Referring expression pointing data:

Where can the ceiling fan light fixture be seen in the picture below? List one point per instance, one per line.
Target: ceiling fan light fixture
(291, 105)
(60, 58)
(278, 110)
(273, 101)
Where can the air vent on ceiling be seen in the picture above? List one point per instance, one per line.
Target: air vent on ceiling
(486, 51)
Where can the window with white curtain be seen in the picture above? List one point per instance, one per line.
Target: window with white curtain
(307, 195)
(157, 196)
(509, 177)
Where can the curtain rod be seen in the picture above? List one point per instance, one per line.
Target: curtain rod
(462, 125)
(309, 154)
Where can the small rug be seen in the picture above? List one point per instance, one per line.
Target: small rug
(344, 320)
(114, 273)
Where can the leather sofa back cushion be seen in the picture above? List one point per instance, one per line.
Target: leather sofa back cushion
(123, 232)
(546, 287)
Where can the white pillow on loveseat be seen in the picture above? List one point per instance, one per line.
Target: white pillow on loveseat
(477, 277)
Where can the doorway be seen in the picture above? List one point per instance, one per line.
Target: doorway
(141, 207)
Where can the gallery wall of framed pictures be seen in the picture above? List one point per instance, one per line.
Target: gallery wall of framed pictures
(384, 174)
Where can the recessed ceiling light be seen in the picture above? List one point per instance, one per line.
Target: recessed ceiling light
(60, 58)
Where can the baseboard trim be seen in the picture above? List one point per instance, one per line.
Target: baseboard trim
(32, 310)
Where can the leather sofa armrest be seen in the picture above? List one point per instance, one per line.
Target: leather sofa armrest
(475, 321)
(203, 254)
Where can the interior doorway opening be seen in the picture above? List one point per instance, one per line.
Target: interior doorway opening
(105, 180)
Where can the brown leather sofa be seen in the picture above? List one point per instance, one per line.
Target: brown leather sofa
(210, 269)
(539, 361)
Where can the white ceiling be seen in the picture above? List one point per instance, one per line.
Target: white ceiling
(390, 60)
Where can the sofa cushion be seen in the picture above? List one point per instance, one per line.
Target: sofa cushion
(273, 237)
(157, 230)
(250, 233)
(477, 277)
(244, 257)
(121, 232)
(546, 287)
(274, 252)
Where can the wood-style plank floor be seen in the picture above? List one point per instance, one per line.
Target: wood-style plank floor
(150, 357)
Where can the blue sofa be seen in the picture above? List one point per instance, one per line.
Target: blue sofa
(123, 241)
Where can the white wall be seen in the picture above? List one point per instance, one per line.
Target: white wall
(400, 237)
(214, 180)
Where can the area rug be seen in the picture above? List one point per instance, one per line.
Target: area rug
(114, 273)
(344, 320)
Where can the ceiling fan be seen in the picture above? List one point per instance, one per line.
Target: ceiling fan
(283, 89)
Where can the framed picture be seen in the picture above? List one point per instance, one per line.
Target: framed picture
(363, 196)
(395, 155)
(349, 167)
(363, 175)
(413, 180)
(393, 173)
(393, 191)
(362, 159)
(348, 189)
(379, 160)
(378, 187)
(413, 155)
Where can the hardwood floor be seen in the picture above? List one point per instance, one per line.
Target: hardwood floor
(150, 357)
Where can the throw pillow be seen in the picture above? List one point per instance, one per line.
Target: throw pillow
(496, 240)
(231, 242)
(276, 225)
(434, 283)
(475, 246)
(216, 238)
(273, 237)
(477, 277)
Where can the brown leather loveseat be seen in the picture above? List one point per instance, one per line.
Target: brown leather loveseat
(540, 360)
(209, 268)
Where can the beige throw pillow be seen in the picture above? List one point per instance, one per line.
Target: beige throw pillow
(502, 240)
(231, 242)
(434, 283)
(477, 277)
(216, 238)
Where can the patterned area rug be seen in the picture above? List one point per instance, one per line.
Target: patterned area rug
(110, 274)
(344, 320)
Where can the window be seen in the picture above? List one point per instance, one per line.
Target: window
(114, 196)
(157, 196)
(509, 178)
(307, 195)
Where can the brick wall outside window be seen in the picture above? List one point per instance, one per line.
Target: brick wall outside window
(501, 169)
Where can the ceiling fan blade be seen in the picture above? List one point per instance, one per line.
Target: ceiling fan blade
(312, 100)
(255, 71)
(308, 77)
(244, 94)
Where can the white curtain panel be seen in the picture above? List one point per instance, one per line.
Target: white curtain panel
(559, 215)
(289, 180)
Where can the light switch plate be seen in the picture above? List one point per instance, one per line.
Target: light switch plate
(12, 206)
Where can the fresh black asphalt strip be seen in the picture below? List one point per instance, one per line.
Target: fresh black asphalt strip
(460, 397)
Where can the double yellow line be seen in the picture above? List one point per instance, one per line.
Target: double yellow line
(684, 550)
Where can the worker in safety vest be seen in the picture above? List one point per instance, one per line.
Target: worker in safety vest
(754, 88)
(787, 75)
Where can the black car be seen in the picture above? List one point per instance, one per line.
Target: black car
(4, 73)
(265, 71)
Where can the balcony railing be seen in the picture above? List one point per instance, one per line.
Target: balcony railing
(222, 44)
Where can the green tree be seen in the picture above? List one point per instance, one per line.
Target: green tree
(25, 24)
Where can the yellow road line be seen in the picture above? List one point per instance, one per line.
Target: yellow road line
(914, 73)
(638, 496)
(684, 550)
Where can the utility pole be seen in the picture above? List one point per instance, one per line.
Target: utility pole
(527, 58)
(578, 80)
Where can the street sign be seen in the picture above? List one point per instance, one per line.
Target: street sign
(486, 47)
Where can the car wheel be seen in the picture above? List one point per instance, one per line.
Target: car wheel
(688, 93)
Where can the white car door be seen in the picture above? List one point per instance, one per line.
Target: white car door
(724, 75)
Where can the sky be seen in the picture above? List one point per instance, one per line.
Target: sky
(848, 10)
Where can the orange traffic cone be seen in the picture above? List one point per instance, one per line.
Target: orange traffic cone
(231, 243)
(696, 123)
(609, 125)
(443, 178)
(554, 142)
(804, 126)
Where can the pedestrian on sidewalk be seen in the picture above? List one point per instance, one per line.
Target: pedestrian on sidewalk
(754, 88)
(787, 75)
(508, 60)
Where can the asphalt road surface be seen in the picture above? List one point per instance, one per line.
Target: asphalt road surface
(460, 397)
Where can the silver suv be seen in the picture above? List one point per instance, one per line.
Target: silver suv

**WHAT YOU WILL DO**
The records above must be transcribed line for line, exactly.

**ANSWER SECTION**
Where can the ceiling fan light fixture be seen in the picture below? List one point per instance, one per line.
Target: ceiling fan light fixture
(291, 105)
(60, 58)
(278, 110)
(273, 101)
Where can the air vent on ceiling be seen in the picture above? List one point per instance, one per line.
Target: air vent on ceiling
(486, 51)
Where can the window with white curtain be seen in the picture above? List one point per instance, one per line.
Target: window with white curtain
(307, 195)
(157, 196)
(509, 177)
Where can the curtain rod be seen in the picture above? List one point per instance, one per line.
Target: curtain rod
(462, 125)
(309, 154)
Where can the small rug be seen in the picture above? List one point per instance, one per line.
Target: small rug
(344, 320)
(114, 273)
Where can the leather sofa back cushion be seen in the picture above? List one point per instance, one per line.
Target: leather sofa back cushion
(123, 232)
(546, 287)
Where can the white pillow on loveseat be seen in the picture above? List one point per instance, one per line.
Target: white pillow on loveseat
(477, 277)
Where can the doorway be seen in the picture above? List one point per instance, one per line.
Target: doorway
(141, 207)
Where can the gallery wall of framed pictures be seen in the picture above? List one point per instance, one per line.
Target: gallery wall of framed pictures
(384, 174)
Where can the recessed ceiling light be seen in the picture above? List one point per instance, one per line.
Target: recessed ceiling light
(60, 58)
Where can the baseboard trim be seen in the picture above? List one point per instance, one per line.
Target: baseboard trim
(32, 310)
Where can the leather sofa armrest be seen in the picture above? List one point per instance, one per line.
Target: leather sofa armrest
(475, 321)
(203, 254)
Where can the interior doorway opening be seen in the picture above? List one point per instance, one per line.
Target: interior doorway opening
(105, 180)
Where can the brown leather sofa be seen in the picture above? List one point per instance, one per line.
Target: brown leather sofa
(210, 269)
(539, 361)
Where can the white ceiling be seen in the picture above? List one point per instance, one per line.
Target: white ceiling
(390, 60)
Where can the sofa cushion be seen in the picture above? List one point per instance, one per line.
Target: sofa cushion
(273, 237)
(157, 230)
(250, 233)
(477, 277)
(244, 257)
(121, 232)
(546, 287)
(274, 252)
Where can the wood-style plank floor be seen in the picture above? List one point per instance, one per line.
Target: wood-style plank floor
(150, 357)
Where can the blue sofa be seen in the picture above? List one point per instance, one per line.
Target: blue sofa
(123, 241)
Where can the white wall be seen in the picture above? List one point per instance, one per line.
Target: white wall
(400, 237)
(214, 180)
Where can the area rug be seen in the picture above? List one point per instance, one per line.
Target: area rug
(114, 273)
(344, 320)
Where can the ceiling fan be seen in the picture above? List one point per instance, one per line.
Target: ceiling fan
(283, 89)
Where can the framed picture be seen in the picture above? List one point per instance, one per line.
Target: framed picture
(363, 196)
(395, 155)
(349, 167)
(363, 175)
(413, 180)
(393, 173)
(393, 191)
(362, 159)
(348, 189)
(379, 160)
(378, 187)
(413, 155)
Where can the hardwood floor be seen in the picture above? List one point per instance, one per line.
Target: hardwood floor
(150, 357)
Where can the throw pillow be seen in the picture above? List one point per instance, one per line.
Target: throw pillow
(496, 240)
(231, 242)
(276, 225)
(434, 283)
(475, 246)
(216, 238)
(273, 237)
(477, 277)
Where can the brown leather loveseat be seen in the picture above? List one point per instance, one per line.
Target: brown leather loveseat
(540, 360)
(209, 268)
Where can the beige throw pillow be seen in the picture above? List one point per instance, one per line.
Target: beige throw pillow
(502, 240)
(231, 242)
(434, 283)
(477, 277)
(216, 238)
Where can the patterned area rug be seen in the picture above? List one point per instance, one per line.
Target: patterned area rug
(110, 274)
(344, 320)
Where can the window be seen in the picture above? List one point per instance, one per line.
Target: window
(114, 196)
(157, 196)
(509, 178)
(307, 195)
Where can the brick wall outside window be seen in the picture above? List one point per instance, one per line.
Target: brick wall outside window
(501, 169)
Where can the ceiling fan blade be seen in the picture above? List one point per instance, one per line.
Target: ceiling fan blade
(312, 100)
(255, 71)
(308, 77)
(244, 94)
Where can the white curtain panel be seen in the picture above? List one point per instance, one per line.
Target: white curtain panel
(559, 215)
(289, 180)
Where can the light switch plate be seen in the picture above? List one point per instance, one per line.
Target: light switch plate
(12, 206)
Where can the fresh black asphalt strip be seen in the picture below? List one point per instance, one per line.
Target: fresh black asphalt strip
(460, 397)
Where can the double yellow line be seen in the picture above? List one point per instance, one per line.
Target: double yellow line
(684, 550)
Where can the worker in safety vest be seen in the picture above? List one point per instance, one per line.
Target: worker in safety vest
(754, 88)
(787, 75)
Where can the black car be seen in the picture above? List one point per instance, one per line.
Target: black car
(4, 73)
(265, 71)
Where can the balcony railing be seen in the picture above? List one point per instance, one per line.
Target: balcony railing
(222, 44)
Where can the green tree be seen in the picture above? List one point per instance, one per line.
Target: green tree
(25, 24)
Where can the yellow road line be seen in the picture above? List one point per instance, one per line.
Target: yellow road line
(914, 73)
(638, 496)
(684, 550)
Where can the utility pole be seen in the picture above? List one point per instance, one per line.
Target: utility pole
(527, 58)
(578, 80)
Where can the street sign be seen in the picture above? List one point per instance, one per line.
Target: street sign
(486, 47)
Where can the car wheel be seen in the picture above? List one point per instance, one per line.
Target: car wheel
(688, 93)
Where can the white car door be seen in the picture above? List one point per instance, one per line.
Target: white car door
(724, 75)
Where can the sky be seen in the picture above? List one point per instance, one per line.
Target: sky
(848, 10)
Where can the orange traffic cone be seen in the picture above? List one point per instance, one per line.
Target: orange traffic cone
(231, 243)
(696, 123)
(609, 125)
(443, 178)
(554, 142)
(804, 126)
Where can the pedestrian on sidewalk be seen in the picture above? List one point per instance, one per line.
Target: pedestrian on sidewalk
(754, 88)
(787, 75)
(508, 60)
Where can the asphalt road surface be seen in the picture above? List one point per instance, one per line.
Target: asphalt road surface
(460, 397)
Where can the silver suv be seen in the picture above? List one point per instance, one per line.
Target: silver suv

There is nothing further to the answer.